EXCERPT:
====

Hey man, how are you?
Happy new year I guess.
This is our first live after the, after the holidays right?
Yeah, how were your holidays?
Were they good?
It was good.
Yeah, we had a good time.
It was so needed, although you know how it is, you end up working through the holidays
because that's when customers have free time so they start texting you.
(00:38):
That's when they're sitting around thinking, huh, what house should I be looking at today?
Texting over addresses and you know.
So man, I've been making a lot of phone calls, you know, that's my job.
That's our job.
We had calling people just nonstop every day and having conversations, you know, and one
(01:04):
conversation that I've been repeatedly having with people and they completely seem like
they're getting misinformation on what interest rates are and how they're trending.
Yeah, yeah, that seems to be a pretty, pretty tough thing to actually get right for any
loan officer or anybody in mortgages.
(01:26):
And the reason for that is rates change every day.
So when when you're having a conversation about getting somebody pre approved, you're
talking and thinking about it through the lens of the rates of that day.
And most loan officers don't have the time nor knowledge to think about it, to try to
extrapolate and think maybe three months in advance, especially in an economic environments
(01:50):
like the one we're in right now where it's so volatile.
So what are you hearing?
One guy told me that he thought interest rates were up to like 9%.
I was like, oh, no.
Well, definitely not.
Definitely not.
God save us if we get to that point.
I mean, that's going to be rough.
I mean, I mean, I check him.
I check them daily, obviously, even sometimes three or four times throughout the day.
(02:13):
And that, you know, you start seeing some some rates in the in the mid to high fives.
It's the first time we see them for the last four or five months.
So it is soft, it is soft, I would call this, it is softening up.
Again, it changes it varies every day.
So today was kind of like a little up, but the last couple of weeks has been going down.
(02:39):
For the last four months, the rates have gone up there all the way to the 7% mark.
It's a very, very tough interest rate for most first time home buyers and it basically
eliminates a lot of buyers from the pool, right?
Because a lot of people can really afford a housing 7% interest rate.
(03:00):
So now you know me, I'm a positive guy.
So I always try to think about it as positive.
It actually works for the for the well qualified buyers.
And even the first time home buyers that barely qualify.
Why?
Because it eliminates a lot of people from the competition.
You and I remember right back in the first quarter, even part of the second quarter of
(03:24):
2022 tons of multi offer situations, right?
Right.
A lot of houses were that had two, three, four, sometimes even six and seven offers.
And you're like, I was just getting super frustrated and I mean, almost dropping out
of how do you compete with that, man?
I mean, how do you compete with six, seven other people?

====

DATA EXTRACTS:
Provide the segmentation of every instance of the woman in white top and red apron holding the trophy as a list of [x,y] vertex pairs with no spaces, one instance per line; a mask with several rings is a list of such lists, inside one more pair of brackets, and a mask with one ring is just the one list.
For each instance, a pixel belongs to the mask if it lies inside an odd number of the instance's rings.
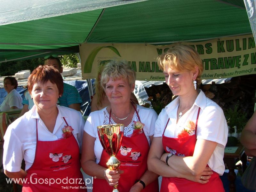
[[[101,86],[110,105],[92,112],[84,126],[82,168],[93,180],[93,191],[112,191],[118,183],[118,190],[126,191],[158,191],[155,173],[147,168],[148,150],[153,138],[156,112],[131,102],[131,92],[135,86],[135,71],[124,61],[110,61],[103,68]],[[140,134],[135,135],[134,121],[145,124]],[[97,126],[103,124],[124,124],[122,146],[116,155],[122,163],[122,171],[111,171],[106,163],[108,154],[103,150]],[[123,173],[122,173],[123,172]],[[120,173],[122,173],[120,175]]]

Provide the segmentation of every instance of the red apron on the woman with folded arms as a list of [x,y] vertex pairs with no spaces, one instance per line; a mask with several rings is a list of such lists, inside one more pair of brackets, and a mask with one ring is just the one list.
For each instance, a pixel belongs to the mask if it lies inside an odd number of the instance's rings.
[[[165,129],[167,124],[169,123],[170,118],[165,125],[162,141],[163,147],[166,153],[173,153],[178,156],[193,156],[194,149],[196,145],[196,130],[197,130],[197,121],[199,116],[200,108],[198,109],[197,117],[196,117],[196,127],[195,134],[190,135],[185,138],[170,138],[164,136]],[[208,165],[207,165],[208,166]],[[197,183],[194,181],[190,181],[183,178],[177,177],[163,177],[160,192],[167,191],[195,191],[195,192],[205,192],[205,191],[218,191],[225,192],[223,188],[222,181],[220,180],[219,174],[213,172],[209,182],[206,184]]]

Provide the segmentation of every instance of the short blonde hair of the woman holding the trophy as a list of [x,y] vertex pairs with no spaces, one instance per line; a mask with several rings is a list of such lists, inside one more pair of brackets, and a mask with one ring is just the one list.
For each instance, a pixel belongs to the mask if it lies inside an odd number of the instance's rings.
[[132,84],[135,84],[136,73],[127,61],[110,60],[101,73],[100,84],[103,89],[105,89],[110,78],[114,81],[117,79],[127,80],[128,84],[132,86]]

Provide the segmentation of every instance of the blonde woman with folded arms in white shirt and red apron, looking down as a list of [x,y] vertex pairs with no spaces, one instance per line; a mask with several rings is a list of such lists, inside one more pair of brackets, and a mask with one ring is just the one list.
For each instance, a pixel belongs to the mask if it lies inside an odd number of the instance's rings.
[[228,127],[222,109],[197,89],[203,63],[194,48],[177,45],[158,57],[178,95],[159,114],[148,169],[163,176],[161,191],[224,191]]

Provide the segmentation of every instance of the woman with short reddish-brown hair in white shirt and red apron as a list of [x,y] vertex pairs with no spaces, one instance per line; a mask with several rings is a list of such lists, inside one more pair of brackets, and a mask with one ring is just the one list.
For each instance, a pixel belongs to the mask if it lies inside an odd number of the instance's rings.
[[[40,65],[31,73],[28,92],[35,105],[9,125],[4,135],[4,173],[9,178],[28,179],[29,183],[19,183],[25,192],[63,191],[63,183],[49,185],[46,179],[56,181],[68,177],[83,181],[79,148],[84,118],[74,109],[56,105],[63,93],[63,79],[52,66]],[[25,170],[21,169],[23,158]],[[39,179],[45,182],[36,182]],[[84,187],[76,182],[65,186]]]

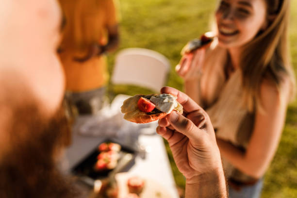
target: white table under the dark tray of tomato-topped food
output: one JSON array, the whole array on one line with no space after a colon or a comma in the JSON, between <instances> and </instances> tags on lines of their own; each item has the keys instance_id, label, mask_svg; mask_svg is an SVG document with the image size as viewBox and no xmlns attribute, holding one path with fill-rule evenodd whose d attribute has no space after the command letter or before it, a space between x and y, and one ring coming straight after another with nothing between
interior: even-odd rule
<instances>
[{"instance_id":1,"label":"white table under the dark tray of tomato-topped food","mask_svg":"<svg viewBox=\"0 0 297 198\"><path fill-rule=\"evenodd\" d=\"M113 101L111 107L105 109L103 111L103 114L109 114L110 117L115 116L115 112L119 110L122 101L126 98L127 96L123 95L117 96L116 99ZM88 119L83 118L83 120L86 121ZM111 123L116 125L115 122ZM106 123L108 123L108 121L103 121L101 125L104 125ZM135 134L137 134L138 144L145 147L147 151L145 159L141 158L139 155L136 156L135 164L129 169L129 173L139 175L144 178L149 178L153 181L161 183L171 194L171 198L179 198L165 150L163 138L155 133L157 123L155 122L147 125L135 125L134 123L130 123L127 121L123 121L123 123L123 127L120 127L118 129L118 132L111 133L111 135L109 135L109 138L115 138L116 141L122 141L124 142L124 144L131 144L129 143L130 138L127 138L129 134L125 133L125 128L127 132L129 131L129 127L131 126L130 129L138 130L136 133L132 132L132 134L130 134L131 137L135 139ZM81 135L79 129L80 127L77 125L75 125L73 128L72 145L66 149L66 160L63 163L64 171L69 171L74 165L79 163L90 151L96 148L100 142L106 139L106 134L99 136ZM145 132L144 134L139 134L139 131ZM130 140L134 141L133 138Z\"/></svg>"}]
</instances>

====

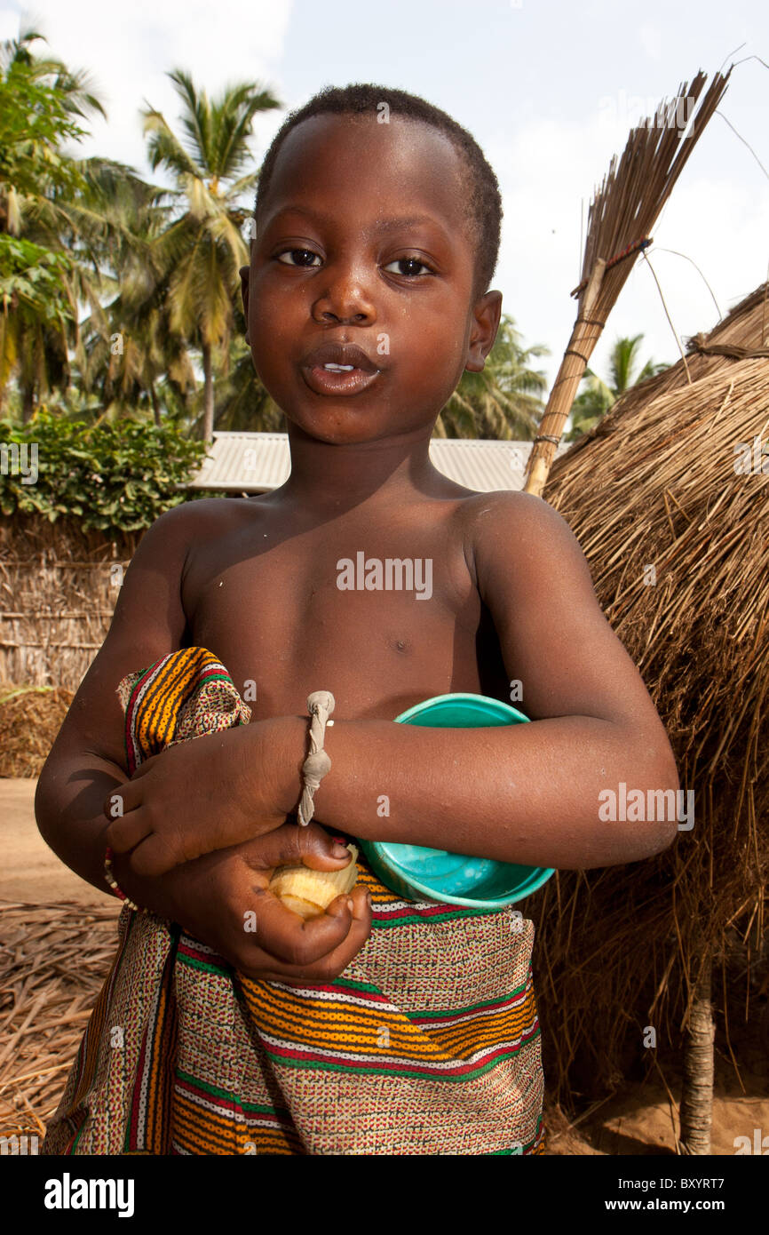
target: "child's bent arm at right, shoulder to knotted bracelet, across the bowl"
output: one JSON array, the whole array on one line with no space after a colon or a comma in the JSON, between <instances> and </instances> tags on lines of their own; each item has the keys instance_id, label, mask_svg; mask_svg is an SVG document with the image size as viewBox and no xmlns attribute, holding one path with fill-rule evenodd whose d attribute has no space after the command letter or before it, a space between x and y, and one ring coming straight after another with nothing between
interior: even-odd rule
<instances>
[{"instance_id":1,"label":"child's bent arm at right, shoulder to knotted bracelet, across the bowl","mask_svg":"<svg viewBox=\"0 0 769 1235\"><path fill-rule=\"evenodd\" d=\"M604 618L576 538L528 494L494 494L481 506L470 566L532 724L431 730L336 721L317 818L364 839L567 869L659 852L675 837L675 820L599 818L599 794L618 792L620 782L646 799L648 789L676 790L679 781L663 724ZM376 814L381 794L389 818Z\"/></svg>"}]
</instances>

====

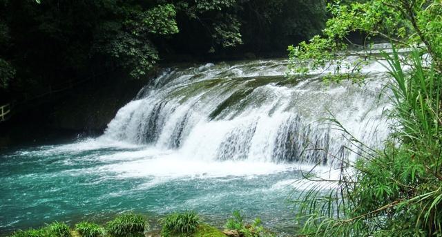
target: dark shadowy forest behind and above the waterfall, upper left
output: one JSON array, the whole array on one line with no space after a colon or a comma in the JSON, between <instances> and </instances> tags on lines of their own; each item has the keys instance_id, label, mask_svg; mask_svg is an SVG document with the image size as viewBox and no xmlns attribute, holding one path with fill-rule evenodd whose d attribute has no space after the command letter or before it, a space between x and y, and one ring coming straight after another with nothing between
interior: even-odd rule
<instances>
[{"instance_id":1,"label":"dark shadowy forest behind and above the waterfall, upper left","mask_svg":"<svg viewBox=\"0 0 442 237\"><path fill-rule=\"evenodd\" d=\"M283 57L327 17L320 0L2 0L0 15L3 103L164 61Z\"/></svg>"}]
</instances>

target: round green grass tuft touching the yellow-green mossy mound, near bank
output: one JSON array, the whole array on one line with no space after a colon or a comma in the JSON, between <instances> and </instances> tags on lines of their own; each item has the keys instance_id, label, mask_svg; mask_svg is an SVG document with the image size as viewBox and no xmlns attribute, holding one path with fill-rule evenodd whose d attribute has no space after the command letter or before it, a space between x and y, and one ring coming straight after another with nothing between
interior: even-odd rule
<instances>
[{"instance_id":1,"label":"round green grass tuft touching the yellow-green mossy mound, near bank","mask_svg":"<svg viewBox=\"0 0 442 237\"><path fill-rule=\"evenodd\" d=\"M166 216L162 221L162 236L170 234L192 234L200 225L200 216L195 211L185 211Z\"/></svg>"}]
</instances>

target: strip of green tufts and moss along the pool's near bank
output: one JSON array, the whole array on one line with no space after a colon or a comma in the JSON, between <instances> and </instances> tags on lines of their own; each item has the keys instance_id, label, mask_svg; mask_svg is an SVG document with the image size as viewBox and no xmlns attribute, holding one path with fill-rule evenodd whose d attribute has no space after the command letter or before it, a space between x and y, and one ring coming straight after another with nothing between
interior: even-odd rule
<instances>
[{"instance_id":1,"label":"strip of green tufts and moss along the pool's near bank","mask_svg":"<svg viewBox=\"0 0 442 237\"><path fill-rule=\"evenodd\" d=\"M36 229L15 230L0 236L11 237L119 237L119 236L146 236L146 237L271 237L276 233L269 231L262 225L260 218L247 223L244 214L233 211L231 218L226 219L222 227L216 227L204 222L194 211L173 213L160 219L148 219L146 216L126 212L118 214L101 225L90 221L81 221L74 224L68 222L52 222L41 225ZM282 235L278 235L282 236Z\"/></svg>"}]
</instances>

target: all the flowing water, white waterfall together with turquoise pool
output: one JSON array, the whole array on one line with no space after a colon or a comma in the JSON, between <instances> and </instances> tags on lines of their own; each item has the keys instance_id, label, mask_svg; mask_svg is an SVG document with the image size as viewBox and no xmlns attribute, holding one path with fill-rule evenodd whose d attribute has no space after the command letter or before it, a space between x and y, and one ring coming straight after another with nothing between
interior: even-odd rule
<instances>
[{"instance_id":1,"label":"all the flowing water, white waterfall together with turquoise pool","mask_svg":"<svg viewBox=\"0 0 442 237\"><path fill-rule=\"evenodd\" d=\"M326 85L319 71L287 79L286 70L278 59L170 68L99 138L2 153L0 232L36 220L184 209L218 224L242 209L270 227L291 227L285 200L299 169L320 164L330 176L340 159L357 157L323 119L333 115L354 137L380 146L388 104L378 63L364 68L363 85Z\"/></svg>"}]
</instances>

====

REQUIRED TASKS:
(A) According to the transcript, what level did one caller believe interest rates had reached?
(B) Return the section of the transcript starting with "So what are" and going on through "I check him.", copied exactly.
The listing is not required for any of the work here.

SOLUTION SET:
(A) About 9%.

(B)
So what are you hearing?
One guy told me that he thought interest rates were up to like 9%.
I was like, oh, no.
Well, definitely not.
Definitely not.
God save us if we get to that point.
I mean, that's going to be rough.
I mean, I mean, I check him.